Data extract Block Start

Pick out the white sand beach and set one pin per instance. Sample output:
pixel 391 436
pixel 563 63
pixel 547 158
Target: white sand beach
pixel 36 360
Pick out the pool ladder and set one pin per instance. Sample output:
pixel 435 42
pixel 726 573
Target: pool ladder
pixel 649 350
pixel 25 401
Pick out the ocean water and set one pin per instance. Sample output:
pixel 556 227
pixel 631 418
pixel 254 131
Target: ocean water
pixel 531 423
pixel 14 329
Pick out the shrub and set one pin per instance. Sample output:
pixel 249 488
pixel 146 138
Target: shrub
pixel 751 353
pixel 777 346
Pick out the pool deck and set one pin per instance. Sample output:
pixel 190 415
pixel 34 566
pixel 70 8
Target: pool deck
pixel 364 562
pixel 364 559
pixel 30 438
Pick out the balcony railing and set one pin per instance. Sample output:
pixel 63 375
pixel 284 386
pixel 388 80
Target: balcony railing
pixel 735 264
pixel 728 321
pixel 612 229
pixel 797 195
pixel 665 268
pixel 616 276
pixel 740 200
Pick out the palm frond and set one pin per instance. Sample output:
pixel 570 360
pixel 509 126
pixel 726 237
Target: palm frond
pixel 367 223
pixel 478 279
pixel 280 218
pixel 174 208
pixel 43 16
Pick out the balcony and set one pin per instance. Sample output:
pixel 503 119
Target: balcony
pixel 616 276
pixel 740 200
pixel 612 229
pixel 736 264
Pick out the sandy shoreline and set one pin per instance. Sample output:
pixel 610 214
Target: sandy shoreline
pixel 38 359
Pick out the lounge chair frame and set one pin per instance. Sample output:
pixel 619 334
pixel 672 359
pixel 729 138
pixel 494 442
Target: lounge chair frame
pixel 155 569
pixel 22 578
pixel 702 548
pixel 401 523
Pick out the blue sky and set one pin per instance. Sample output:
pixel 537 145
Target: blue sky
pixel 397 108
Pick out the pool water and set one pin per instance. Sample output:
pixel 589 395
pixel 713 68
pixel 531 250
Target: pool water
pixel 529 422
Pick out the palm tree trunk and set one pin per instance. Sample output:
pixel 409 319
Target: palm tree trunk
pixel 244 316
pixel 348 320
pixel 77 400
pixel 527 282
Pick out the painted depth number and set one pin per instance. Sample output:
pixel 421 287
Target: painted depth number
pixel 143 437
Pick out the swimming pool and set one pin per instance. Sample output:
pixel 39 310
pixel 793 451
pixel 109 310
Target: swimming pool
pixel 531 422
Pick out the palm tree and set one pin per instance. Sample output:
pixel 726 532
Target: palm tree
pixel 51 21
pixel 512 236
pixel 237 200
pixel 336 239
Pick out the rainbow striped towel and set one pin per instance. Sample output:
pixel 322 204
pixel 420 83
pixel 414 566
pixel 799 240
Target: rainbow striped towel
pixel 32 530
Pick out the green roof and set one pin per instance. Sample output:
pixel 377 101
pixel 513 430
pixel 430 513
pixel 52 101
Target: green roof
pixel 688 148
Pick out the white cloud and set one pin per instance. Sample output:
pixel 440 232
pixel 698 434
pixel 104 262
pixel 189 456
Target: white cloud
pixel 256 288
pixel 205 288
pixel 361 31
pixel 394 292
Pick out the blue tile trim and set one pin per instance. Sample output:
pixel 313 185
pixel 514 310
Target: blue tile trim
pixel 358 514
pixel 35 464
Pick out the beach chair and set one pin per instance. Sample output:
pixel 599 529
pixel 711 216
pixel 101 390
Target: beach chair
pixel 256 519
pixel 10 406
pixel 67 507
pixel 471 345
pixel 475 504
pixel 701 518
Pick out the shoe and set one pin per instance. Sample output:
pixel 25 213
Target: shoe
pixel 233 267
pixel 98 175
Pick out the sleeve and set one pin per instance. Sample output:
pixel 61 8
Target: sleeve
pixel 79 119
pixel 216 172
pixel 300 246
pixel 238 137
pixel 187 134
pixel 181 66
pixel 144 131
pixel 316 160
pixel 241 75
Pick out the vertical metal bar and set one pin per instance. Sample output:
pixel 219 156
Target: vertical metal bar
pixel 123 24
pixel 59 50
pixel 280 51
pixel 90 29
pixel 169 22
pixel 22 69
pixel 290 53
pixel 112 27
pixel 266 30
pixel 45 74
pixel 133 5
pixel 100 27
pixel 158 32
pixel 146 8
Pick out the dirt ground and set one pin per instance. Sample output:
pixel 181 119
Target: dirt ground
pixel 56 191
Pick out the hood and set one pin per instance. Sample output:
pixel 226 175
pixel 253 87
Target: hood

Data extract Block End

### What this task involves
Reproduce exactly the entries above, limited to the lines from the one with "Pick out the rainbow" through the one with "pixel 101 390", both included.

### Response to the exercise
Pick out the rainbow striped towel and set one pin per instance. Sample output:
pixel 322 204
pixel 420 83
pixel 414 566
pixel 799 240
Target: rainbow striped towel
pixel 32 530
Pick out the green roof and set one pin per instance. Sample output:
pixel 377 101
pixel 513 430
pixel 430 513
pixel 52 101
Target: green roof
pixel 688 148
Pick out the white cloud and set one pin per instance. Sample output:
pixel 440 232
pixel 698 434
pixel 104 262
pixel 189 456
Target: white cloud
pixel 256 288
pixel 205 288
pixel 361 31
pixel 394 292
Pick out the blue tile trim and set one pin per instance. Sample output:
pixel 313 185
pixel 514 310
Target: blue tile trim
pixel 358 514
pixel 35 464
Pick out the beach chair and set one pin per instance. Sample output:
pixel 599 529
pixel 711 216
pixel 101 390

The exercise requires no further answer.